**Requirements**
Scale the rows below by multiplying every bounding-box coordinate in the answers by 1.1 and rounding each result to a whole number, with halves rounded up. Reproduce those rows in full, keeping the requests and their format lines unchanged, beginning at the line that contains "Highlight two-story house." and stopping after the line that contains "left=4, top=83, right=15, bottom=100".

**Dataset extract**
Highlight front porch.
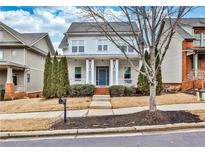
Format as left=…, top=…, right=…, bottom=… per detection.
left=68, top=57, right=140, bottom=88
left=0, top=62, right=26, bottom=99
left=182, top=48, right=205, bottom=89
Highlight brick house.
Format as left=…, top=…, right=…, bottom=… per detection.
left=162, top=18, right=205, bottom=90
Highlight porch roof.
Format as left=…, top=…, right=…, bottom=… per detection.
left=65, top=54, right=140, bottom=60
left=0, top=61, right=28, bottom=70
left=186, top=47, right=205, bottom=56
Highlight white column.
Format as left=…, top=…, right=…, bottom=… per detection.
left=85, top=59, right=89, bottom=84
left=115, top=59, right=119, bottom=85
left=91, top=59, right=95, bottom=84
left=194, top=53, right=198, bottom=77
left=6, top=67, right=13, bottom=83
left=110, top=59, right=113, bottom=86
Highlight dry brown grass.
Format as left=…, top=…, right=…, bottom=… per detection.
left=188, top=110, right=205, bottom=121
left=111, top=93, right=202, bottom=108
left=0, top=118, right=57, bottom=132
left=0, top=97, right=91, bottom=114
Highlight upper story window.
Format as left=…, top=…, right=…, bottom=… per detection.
left=0, top=49, right=3, bottom=59
left=194, top=33, right=201, bottom=46
left=0, top=30, right=3, bottom=42
left=11, top=50, right=17, bottom=56
left=124, top=67, right=131, bottom=79
left=98, top=40, right=108, bottom=51
left=72, top=40, right=84, bottom=52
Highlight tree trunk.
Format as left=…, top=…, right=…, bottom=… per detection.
left=149, top=81, right=157, bottom=112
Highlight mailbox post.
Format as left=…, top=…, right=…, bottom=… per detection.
left=58, top=97, right=67, bottom=123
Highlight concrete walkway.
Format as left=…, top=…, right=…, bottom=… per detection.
left=0, top=103, right=205, bottom=120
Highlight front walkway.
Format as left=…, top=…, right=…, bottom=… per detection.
left=0, top=103, right=205, bottom=120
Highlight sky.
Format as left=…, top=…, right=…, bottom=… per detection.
left=0, top=6, right=205, bottom=50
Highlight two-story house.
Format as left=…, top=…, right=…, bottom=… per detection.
left=162, top=18, right=205, bottom=90
left=0, top=22, right=55, bottom=98
left=59, top=22, right=140, bottom=94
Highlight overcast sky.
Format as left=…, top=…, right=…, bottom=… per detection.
left=0, top=6, right=205, bottom=52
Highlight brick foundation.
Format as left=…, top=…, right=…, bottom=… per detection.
left=4, top=83, right=15, bottom=100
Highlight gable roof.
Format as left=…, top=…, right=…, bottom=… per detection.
left=164, top=18, right=205, bottom=39
left=59, top=22, right=139, bottom=48
left=0, top=21, right=55, bottom=53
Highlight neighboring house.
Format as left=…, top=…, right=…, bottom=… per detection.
left=59, top=22, right=140, bottom=94
left=0, top=22, right=55, bottom=98
left=162, top=18, right=205, bottom=90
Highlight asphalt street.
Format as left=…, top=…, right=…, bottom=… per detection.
left=0, top=129, right=205, bottom=147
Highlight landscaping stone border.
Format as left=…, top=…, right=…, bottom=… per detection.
left=0, top=122, right=205, bottom=139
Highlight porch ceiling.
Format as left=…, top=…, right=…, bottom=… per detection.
left=66, top=54, right=140, bottom=60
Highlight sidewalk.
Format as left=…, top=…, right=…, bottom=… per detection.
left=0, top=103, right=205, bottom=120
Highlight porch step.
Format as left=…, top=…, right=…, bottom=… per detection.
left=92, top=95, right=110, bottom=101
left=95, top=87, right=110, bottom=95
left=89, top=101, right=112, bottom=109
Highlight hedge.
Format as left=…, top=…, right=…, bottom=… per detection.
left=109, top=85, right=137, bottom=97
left=69, top=84, right=95, bottom=97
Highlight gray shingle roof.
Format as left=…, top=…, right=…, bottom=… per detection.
left=0, top=22, right=48, bottom=46
left=165, top=18, right=205, bottom=39
left=67, top=22, right=137, bottom=33
left=59, top=22, right=138, bottom=48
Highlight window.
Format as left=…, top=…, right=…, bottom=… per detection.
left=0, top=50, right=3, bottom=59
left=98, top=40, right=108, bottom=51
left=72, top=40, right=84, bottom=52
left=128, top=46, right=134, bottom=52
left=124, top=67, right=131, bottom=79
left=0, top=30, right=3, bottom=42
left=13, top=73, right=17, bottom=86
left=11, top=50, right=16, bottom=56
left=194, top=33, right=201, bottom=46
left=121, top=45, right=127, bottom=52
left=75, top=67, right=81, bottom=79
left=27, top=73, right=31, bottom=83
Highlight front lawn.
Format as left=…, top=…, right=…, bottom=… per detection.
left=111, top=93, right=202, bottom=108
left=0, top=97, right=91, bottom=114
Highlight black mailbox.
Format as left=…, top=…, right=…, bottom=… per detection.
left=58, top=97, right=67, bottom=104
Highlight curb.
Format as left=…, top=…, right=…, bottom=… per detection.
left=0, top=122, right=205, bottom=139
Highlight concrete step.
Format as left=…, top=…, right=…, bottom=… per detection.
left=89, top=101, right=112, bottom=109
left=92, top=95, right=110, bottom=101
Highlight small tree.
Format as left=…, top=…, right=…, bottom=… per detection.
left=43, top=52, right=52, bottom=98
left=51, top=55, right=59, bottom=97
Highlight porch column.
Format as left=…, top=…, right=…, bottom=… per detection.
left=110, top=59, right=113, bottom=86
left=91, top=59, right=95, bottom=84
left=5, top=67, right=15, bottom=99
left=115, top=59, right=119, bottom=85
left=85, top=59, right=89, bottom=84
left=194, top=53, right=199, bottom=77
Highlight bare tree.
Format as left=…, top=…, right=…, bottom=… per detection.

**Completed task**
Highlight two-story house.
Format as left=…, top=…, right=…, bottom=… per detection.
left=178, top=20, right=226, bottom=99
left=0, top=24, right=61, bottom=108
left=65, top=24, right=154, bottom=103
Highlight overcast sky.
Format as left=…, top=…, right=…, bottom=… per detection.
left=0, top=7, right=226, bottom=57
Highlight brick foundation.
Format as left=…, top=…, right=…, bottom=… per detection.
left=4, top=91, right=17, bottom=110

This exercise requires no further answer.